*Consignes*
• a. Pour chacune des affirmations suivantes, indiquez par oui ou par non si elle concorde avec le texte sur la responsabilité des communes, en citant les mots décisifs du texte : (i) l’arrêt de la cour administrative d’appel de Bordeaux date du 7 juin 2012 ; (ii) la responsabilité des collectivités locales envers leurs collaborateurs bénévoles suppose la preuve d’une faute ; (iii) dans cette affaire, les conditions du régime de responsabilité ne sont pas remplies.
• b. Recopiez fidèlement le passage du texte sur la responsabilité des communes qui va de « 2-Cette décision est » jusqu’à « leurs collaborateurs bénévoles. ».

*Texte fourni*
☆ ☆ ☆

L’épouse d’un sauveteur bénévole qui s’est noyé en se portant au secours d’une personne en péril a droit à réparation. C’est une responsabilité de plein droit pour les communes, dont elles doivent s’acquitter du seul fait de la survenance du dommage, comme le montre l’arrêt de la cour administrative d’appel de Bordeaux du 7 juin 2012. Il fournit l’occasion de faire le point sur les conditions de mise en œuvre de ce régime de responsabilité.

1-Un baigneur, témoin de la détresse d’autres baigneurs menacés d’être emportés par le courant vers le large, est lui-même happé par le courant et se noie, alors qu’il se portait à leur secours. Le jugement condamnant la commune est annulé en appel pour irrégularité formelle. La cour administrative d’appel évoque l’affaire au fond et confirme la position des premiers juges qui ont retenu la responsabilité de la commune sur le fondement de sa responsabilité sans faute à l’égard d’un collaborateur occasionnel du service public.

2-Cette décision est sans surprise. Elle applique une jurisprudence fermement établie depuis l’arrêt Commune de Saint-Priest-la-Plaine[1], en vertu de laquelle la responsabilité des collectivités locales est une responsabilité sans faute pour les dommages survenus à leurs collaborateurs bénévoles.

3-La responsabilité de plein droit de la commune dans cette circonstance répond à une exigence d’équité car le collaborateur occasionnel subit un préjudice anormal excédant les inconvénients habituels de la vie en société. Il serait  choquant alors qu’il a pris « les risques inhérents à une telle intervention », comme le souligne l’arrêt, de lui faire supporter, ainsi qu’à ses proches, les conséquences accidentelles d’un acte de sauvetage gratuit.

4-Ce régime de responsabilité est toutefois soumis à certaines conditions. Il faut établir que l’intervention entrait bien dans le cadre d’une mission de service public et qu’elle était justifiée. En l’espèce ces deux conditions sont parfaitement remplies.

☆ ☆ ☆

*Données présentées*
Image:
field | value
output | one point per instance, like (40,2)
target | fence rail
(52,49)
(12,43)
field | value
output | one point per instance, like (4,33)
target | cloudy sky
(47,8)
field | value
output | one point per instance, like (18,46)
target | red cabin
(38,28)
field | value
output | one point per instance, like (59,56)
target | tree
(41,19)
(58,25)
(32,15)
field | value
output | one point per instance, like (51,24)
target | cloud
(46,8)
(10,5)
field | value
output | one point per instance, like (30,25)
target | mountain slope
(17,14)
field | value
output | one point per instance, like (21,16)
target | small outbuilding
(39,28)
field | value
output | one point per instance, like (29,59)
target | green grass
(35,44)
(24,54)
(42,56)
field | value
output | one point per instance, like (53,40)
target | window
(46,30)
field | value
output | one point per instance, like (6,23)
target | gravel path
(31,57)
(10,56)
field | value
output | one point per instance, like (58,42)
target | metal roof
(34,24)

☆ ☆ ☆

*Corrigé*
• a.
(i) Oui : « l’arrêt de la cour administrative d’appel de Bordeaux du 7 juin 2012 ».
(ii) Non : « la responsabilité des collectivités locales est une responsabilité sans faute pour les dommages survenus à leurs collaborateurs bénévoles ».
(iii) Non : « En l’espèce ces deux conditions sont parfaitement remplies. »

• b.
2-Cette décision est sans surprise. Elle applique une jurisprudence fermement établie depuis l’arrêt Commune de Saint-Priest-la-Plaine[1], en vertu de laquelle la responsabilité des collectivités locales est une responsabilité sans faute pour les dommages survenus à leurs collaborateurs bénévoles.